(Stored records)
# # #

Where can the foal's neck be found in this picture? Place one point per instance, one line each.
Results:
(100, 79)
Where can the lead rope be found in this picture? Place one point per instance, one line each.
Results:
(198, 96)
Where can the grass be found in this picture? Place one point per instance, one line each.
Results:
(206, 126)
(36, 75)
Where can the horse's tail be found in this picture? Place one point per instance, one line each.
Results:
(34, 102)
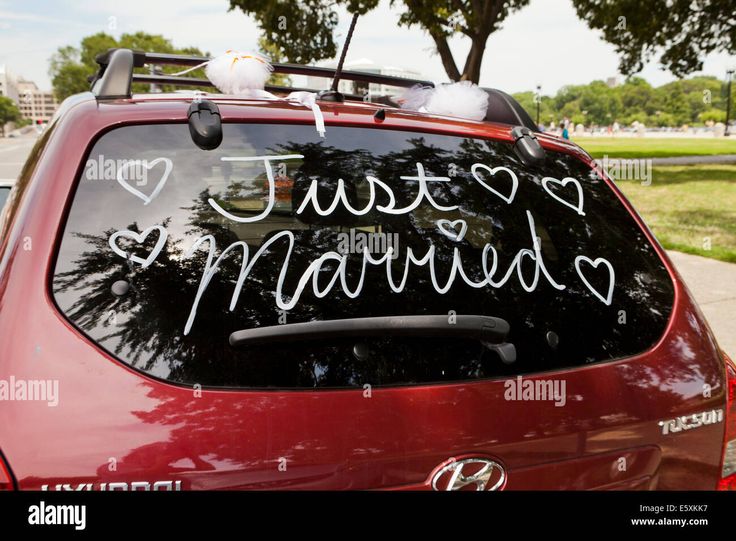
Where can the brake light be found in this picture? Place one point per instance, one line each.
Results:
(728, 471)
(6, 480)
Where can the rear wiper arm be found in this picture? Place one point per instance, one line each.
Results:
(492, 331)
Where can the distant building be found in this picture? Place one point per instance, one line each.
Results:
(36, 105)
(354, 87)
(8, 84)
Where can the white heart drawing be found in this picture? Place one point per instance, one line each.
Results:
(612, 277)
(140, 238)
(148, 165)
(493, 171)
(448, 229)
(564, 182)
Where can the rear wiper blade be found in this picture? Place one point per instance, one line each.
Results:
(492, 331)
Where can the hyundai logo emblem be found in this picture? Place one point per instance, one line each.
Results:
(469, 474)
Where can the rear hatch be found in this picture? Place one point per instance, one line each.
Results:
(279, 226)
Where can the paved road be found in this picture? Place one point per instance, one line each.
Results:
(713, 283)
(13, 153)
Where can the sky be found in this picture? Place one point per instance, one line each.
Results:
(543, 44)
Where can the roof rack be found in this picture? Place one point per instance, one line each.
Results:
(114, 78)
(115, 75)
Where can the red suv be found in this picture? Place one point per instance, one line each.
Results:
(198, 291)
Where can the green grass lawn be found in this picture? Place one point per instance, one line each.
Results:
(645, 147)
(690, 207)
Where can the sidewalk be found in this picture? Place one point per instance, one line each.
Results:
(713, 283)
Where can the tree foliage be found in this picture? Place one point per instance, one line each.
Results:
(683, 31)
(688, 101)
(304, 29)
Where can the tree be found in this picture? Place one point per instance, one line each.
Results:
(71, 66)
(303, 29)
(684, 31)
(8, 113)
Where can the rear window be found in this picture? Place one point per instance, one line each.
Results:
(168, 249)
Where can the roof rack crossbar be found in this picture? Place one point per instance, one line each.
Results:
(195, 81)
(116, 69)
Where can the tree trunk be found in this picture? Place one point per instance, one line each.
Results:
(443, 48)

# # #

Check each line above for "grass" and return the ones that have it.

__Solution to this problem__
Where can the grass be found in this picture? Place one point per instance, one line each.
Where can the green grass lawn be found in this picture? Place one point per instance, one line each.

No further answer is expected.